AIM OF THE TASK
Reproduce the records below word for word, in their original order, and leave the pictures out of your copy.

** BEGIN DATA SUPPLIED **

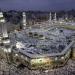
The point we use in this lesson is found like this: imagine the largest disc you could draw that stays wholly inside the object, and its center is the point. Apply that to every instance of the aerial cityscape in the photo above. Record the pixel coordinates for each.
(37, 41)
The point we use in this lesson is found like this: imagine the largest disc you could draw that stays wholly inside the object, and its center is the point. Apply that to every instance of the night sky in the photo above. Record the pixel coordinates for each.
(40, 5)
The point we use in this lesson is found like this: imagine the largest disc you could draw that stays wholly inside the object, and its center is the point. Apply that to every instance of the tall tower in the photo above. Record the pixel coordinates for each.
(55, 16)
(50, 17)
(24, 20)
(4, 28)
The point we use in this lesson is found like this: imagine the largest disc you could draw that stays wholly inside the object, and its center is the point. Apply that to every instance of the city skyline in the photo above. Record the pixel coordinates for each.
(37, 5)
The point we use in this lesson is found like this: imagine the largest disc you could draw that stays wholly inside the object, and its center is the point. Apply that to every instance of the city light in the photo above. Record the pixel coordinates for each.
(19, 45)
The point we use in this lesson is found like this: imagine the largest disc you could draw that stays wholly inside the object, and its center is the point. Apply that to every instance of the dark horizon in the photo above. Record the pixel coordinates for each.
(37, 5)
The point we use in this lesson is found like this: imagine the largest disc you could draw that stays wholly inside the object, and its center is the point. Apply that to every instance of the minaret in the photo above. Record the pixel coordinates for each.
(50, 17)
(4, 28)
(55, 16)
(24, 20)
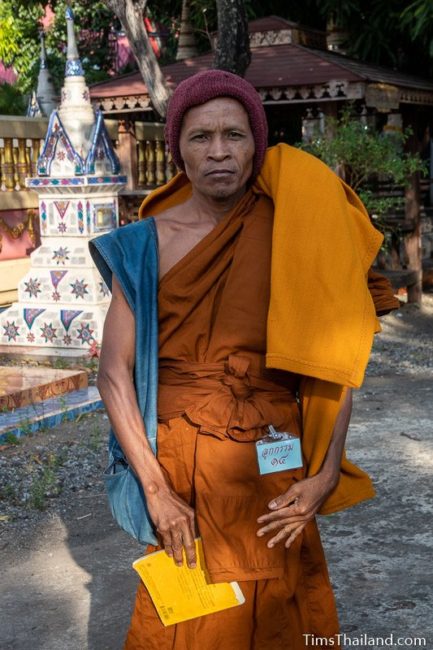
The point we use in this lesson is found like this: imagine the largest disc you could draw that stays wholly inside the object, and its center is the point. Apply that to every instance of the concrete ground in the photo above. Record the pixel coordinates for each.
(67, 581)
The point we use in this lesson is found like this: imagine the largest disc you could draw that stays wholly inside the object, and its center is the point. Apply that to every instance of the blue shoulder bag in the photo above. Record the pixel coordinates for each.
(131, 253)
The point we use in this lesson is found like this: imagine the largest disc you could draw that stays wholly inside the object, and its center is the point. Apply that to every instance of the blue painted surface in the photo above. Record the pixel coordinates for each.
(49, 413)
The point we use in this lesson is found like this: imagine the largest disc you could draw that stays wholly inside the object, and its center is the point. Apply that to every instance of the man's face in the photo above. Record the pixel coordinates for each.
(217, 148)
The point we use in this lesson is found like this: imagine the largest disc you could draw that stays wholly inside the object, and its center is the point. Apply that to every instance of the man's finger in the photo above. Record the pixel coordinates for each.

** END DATA SUPPLIED **

ANSWER TO THIS EXERCISE
The point we use in this lesson is found like this: imagine the largest disc you could draw that stays wholly inside the object, and its center is the point. Apply that to every instance of the aerial cityscape in the photo above. Record the pixel coordinates for each.
(37, 41)
The point we use in this lesson is found like this: imagine the largest disc you could draw that stays wholly inside the object, and its center is the point. Apply that to every instance of the night sky in the photo above. Record the pixel coordinates for each.
(40, 5)
The point we use in this lesson is found like this: imagine the largest disc you could draw that stays wholly inside the object, and its center is the point. Apply that to every instance of the tall tower in the photo above. Record the pixel coordinates for each.
(55, 16)
(50, 17)
(24, 20)
(4, 28)
The point we use in this lesson is found like this: imagine the largest disc you could draw that stays wholly inside the object, and its center is the point. Apply that to every instance of the city skyline in the photo above. Record the pixel coordinates for each.
(37, 5)
The point we use in this lesson is found like this: imagine the largest disc you could draw that stays wholly inside the object, and its center is the point. Apply that to every instance of the city light in the photo above. Record the pixel coordinates for each.
(19, 45)
The point we use in this lesson is found like this: imagine the largest disc you could draw that stays wholly inside the object, and its center is the point. Apply that to every instance of the dark horizon in the photo above. Record the pixel coordinates for each.
(37, 5)
The point we use in this lesson is found like this: imagine the largest disc you could draw that stays wholly inside the object, and its center is the point. Apply that to every instance of the minaret in the photo above. Record the pixel coordinates for each.
(50, 17)
(4, 28)
(55, 16)
(24, 20)
The point we use in this lesson is found like this: imagine the largest disc you could draw that stays wholly inside the object, and its center is the point. Apply that to every instance of the concrete ground in the photo above. Record the pixel coordinates for each.
(67, 581)
The point we use in this lesson is found like this: imagine the largest disc you could draw that stays wholly inside the object, and its center is the point. Apply that to every instance of the blue shoulder bag in the photo above. Record the pixel coordinates for each.
(131, 253)
The point we use in this lesson is found like this: imagine the largest disc you could draw that stays wholly inside the object, and its center is the point. Apply that to every instance of the blue painted surface in the photo above. Record the pixel coordinates for each.
(49, 413)
The point we use in this lesson is found like this: imagine the largest disc you could draw that stays wholly inside the object, and its center is the point. Apply that to every instance of the man's face in the photo above. Record the pixel coordinates for each.
(217, 148)
The point we use in this lesson is found like this: imagine the largest disc you could draw that stays wholly inside the object, and its center is the point. Apply that to every instance of the man's finger in the photo above. Record the pixel coordinates for each.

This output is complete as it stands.